■ TRY IT ■
Search the data for the string "camera" and gather each line it is in.
[THE DATA]
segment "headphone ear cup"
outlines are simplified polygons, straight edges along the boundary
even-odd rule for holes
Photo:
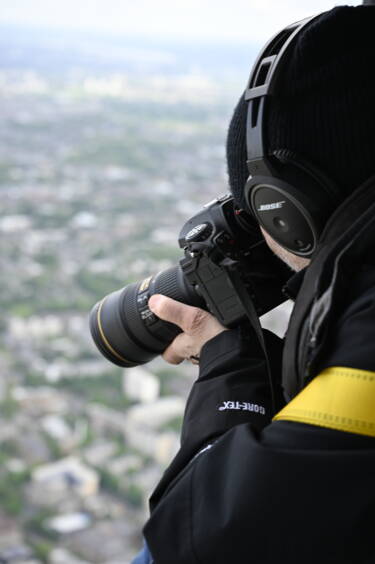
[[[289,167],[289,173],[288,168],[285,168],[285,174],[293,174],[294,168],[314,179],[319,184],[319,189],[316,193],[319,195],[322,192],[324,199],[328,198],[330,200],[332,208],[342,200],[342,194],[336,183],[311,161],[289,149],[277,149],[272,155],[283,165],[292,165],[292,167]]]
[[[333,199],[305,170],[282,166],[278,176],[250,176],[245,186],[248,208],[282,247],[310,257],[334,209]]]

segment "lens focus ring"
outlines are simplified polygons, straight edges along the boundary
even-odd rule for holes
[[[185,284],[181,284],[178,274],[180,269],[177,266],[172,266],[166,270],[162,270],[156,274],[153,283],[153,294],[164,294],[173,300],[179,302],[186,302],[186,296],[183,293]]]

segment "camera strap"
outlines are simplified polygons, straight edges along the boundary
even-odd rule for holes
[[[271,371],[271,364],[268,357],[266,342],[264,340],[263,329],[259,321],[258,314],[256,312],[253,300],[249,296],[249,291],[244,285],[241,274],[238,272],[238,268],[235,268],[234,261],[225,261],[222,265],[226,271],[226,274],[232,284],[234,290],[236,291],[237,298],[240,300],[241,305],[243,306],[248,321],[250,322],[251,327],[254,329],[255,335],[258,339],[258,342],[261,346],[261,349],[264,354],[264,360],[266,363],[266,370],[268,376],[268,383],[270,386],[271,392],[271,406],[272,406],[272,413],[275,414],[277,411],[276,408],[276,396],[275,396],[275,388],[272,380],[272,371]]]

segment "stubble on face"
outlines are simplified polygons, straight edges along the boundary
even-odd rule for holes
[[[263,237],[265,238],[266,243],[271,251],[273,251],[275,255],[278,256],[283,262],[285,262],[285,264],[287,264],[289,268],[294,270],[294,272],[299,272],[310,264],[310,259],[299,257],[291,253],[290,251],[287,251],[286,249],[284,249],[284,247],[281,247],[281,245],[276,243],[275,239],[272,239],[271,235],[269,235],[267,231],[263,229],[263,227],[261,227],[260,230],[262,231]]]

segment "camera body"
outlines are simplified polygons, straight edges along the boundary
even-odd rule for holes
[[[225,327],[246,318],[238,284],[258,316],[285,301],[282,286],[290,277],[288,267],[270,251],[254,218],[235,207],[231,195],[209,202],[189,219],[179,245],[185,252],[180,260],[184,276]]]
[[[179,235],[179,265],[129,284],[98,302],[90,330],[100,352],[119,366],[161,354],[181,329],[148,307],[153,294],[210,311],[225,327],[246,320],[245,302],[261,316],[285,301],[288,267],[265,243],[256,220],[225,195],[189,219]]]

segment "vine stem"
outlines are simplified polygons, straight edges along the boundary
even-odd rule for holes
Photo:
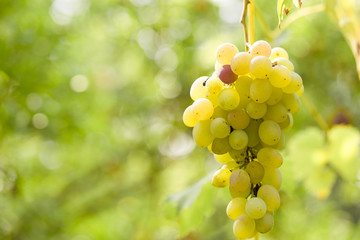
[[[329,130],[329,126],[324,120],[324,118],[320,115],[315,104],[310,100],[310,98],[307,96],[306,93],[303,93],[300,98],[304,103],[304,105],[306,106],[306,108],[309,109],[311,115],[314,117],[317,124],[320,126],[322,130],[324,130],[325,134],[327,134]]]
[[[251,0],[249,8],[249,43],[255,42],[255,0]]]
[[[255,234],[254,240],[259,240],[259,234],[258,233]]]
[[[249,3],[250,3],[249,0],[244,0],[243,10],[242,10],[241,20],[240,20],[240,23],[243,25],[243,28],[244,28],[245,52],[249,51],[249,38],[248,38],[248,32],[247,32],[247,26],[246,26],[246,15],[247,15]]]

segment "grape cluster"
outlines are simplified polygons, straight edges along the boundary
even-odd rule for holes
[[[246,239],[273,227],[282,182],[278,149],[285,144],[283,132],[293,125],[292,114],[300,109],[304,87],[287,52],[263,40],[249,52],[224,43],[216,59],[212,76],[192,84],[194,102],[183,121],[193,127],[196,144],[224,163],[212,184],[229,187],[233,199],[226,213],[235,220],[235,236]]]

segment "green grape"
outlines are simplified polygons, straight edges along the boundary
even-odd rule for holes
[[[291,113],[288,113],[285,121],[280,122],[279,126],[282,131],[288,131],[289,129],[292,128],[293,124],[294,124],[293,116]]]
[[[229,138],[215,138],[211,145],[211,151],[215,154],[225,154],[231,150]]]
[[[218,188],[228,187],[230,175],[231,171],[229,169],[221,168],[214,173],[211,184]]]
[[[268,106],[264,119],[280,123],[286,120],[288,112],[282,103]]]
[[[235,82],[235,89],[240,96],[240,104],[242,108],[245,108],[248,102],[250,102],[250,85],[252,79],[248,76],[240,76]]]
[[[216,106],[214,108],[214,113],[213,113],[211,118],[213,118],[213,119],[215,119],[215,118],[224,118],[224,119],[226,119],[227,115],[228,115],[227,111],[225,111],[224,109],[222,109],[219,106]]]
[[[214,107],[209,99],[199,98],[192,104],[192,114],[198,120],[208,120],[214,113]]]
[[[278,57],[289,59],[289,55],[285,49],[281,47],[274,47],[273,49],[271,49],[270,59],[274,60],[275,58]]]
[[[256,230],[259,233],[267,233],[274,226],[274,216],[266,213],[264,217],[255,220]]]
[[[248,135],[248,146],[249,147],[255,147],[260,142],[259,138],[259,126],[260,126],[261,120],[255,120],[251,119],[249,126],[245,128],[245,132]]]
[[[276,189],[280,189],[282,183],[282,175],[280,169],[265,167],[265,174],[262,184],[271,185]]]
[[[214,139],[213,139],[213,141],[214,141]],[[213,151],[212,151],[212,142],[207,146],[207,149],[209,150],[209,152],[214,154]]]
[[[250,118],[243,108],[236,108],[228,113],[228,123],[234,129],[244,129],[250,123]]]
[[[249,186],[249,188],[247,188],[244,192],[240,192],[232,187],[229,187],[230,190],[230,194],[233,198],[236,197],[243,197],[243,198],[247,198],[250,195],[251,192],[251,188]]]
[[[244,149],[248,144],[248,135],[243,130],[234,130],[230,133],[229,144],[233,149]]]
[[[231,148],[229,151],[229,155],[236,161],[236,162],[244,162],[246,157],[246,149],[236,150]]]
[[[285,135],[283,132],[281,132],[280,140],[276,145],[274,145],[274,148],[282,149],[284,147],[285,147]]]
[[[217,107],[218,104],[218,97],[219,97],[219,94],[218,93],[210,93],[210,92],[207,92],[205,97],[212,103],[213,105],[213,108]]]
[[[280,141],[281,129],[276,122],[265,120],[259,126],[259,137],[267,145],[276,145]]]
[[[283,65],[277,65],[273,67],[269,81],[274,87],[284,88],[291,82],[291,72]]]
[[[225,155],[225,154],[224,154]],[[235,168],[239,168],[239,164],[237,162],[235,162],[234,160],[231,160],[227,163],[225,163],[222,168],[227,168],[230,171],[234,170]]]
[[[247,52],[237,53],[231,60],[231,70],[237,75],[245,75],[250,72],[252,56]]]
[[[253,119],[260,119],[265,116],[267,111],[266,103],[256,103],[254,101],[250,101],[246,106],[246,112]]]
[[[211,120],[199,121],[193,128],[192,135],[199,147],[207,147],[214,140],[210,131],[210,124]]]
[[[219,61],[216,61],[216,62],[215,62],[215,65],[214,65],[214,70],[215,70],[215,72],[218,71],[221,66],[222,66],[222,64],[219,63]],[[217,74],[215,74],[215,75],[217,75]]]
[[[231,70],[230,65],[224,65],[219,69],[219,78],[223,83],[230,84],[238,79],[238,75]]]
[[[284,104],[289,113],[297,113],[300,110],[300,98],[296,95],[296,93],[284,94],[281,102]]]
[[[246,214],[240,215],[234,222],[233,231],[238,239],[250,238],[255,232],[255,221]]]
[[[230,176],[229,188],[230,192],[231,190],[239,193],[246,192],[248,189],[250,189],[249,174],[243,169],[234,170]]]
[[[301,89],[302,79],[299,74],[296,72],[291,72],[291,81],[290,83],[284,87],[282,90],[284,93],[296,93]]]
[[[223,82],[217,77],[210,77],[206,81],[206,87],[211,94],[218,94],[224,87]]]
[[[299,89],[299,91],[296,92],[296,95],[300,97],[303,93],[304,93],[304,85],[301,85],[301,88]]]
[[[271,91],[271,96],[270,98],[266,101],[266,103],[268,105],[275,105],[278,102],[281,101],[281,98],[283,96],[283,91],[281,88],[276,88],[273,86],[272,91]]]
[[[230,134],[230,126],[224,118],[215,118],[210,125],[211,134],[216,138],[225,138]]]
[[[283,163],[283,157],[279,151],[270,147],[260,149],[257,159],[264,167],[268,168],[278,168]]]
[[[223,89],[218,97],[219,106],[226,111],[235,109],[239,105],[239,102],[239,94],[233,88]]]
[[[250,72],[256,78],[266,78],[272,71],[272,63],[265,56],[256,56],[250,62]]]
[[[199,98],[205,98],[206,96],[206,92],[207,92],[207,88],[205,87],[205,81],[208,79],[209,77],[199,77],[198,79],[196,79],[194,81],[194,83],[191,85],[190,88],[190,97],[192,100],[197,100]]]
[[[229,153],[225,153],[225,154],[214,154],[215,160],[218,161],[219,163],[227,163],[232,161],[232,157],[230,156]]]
[/THE DATA]
■ WRITTEN ANSWER ■
segment "camera strap"
segment "camera body"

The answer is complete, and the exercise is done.